Excerpts of pointing data
______________________________
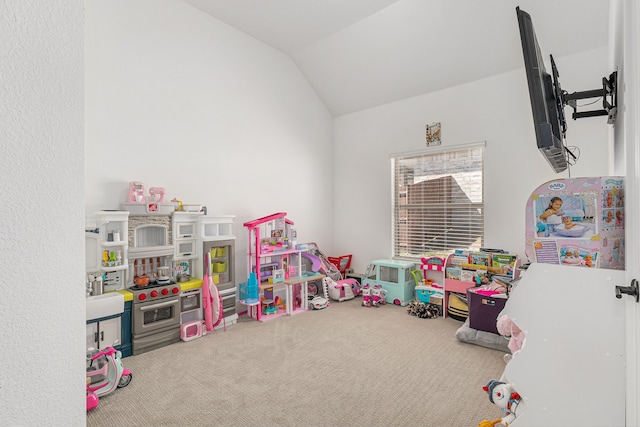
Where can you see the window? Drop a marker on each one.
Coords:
(438, 203)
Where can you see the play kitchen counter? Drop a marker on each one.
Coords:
(116, 328)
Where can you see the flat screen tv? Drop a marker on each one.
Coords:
(546, 97)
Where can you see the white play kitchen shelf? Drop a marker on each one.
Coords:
(106, 248)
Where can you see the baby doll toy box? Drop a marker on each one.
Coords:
(577, 222)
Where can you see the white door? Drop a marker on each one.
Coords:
(570, 371)
(626, 15)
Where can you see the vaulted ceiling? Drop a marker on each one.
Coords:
(358, 54)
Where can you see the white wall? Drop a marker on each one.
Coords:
(495, 110)
(178, 99)
(42, 214)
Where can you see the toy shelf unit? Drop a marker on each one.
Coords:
(222, 270)
(464, 270)
(185, 235)
(275, 260)
(395, 277)
(215, 236)
(106, 248)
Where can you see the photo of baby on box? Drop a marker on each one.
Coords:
(566, 216)
(577, 222)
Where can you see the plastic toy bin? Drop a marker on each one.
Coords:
(429, 294)
(484, 311)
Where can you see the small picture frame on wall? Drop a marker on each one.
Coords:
(434, 136)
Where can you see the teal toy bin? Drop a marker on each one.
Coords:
(395, 278)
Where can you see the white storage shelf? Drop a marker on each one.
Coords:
(185, 237)
(106, 248)
(218, 227)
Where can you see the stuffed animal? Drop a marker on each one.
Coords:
(506, 398)
(507, 328)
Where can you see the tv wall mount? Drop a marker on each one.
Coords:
(609, 95)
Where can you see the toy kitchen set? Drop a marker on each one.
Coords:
(144, 271)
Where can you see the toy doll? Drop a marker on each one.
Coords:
(378, 296)
(366, 296)
(506, 398)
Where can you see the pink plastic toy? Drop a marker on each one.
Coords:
(106, 373)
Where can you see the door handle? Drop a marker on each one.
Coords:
(629, 290)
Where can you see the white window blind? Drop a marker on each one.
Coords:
(438, 203)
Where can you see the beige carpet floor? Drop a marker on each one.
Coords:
(346, 365)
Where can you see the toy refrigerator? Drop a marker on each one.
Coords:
(587, 230)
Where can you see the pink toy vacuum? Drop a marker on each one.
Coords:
(105, 373)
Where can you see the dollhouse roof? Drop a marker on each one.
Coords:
(256, 222)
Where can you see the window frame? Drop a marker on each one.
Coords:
(449, 210)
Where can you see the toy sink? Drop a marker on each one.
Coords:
(104, 305)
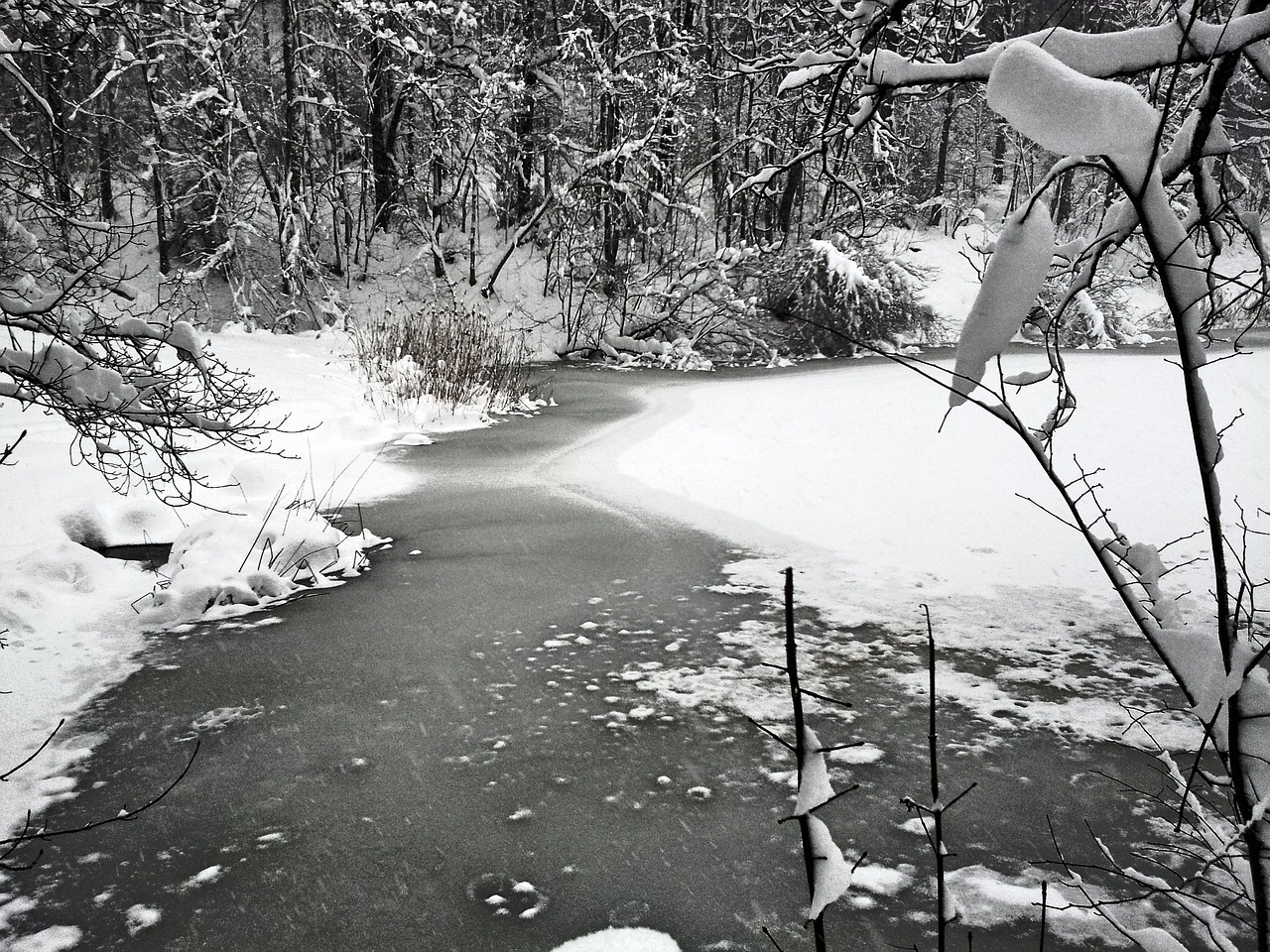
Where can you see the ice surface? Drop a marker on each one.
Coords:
(1011, 282)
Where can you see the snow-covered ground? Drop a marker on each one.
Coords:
(844, 474)
(73, 621)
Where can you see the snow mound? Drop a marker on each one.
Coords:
(1066, 111)
(631, 939)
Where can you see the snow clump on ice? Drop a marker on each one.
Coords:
(1011, 284)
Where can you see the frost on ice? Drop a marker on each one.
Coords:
(634, 939)
(1011, 282)
(1066, 111)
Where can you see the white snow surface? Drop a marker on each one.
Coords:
(64, 610)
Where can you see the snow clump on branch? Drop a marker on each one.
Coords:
(1067, 112)
(1011, 284)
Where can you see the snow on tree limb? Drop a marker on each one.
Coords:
(1011, 284)
(815, 787)
(1067, 112)
(1098, 55)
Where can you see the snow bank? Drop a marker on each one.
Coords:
(66, 611)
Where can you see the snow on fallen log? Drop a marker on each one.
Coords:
(1011, 284)
(1067, 112)
(815, 787)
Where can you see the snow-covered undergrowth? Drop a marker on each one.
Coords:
(73, 620)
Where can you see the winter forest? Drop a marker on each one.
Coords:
(634, 475)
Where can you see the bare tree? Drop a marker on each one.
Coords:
(1146, 108)
(79, 338)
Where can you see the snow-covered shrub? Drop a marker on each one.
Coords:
(440, 348)
(829, 296)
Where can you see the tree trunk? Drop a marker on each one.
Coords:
(942, 162)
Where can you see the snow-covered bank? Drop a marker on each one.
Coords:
(844, 475)
(67, 613)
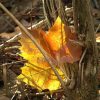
______________________________
## THE REQUEST:
Format the lines as a numbered list, beginning at the line that contains "Where can you see the snow-covered shrub?" and ending after the last line of the rows, with blank lines omitted. Leave the pictures out of the answer.

## REPLY:
1. Where can you see the snow-covered shrub? Drop a marker on each one.
2. Coords:
3. (440, 348)
4. (829, 296)
5. Where can you see the tree trunk? Drop a marker on each one.
6. Coords:
7. (942, 162)
8. Where can you see the snow-covered bank? Drop a marker on each one.
9. Coords:
10. (844, 475)
11. (67, 613)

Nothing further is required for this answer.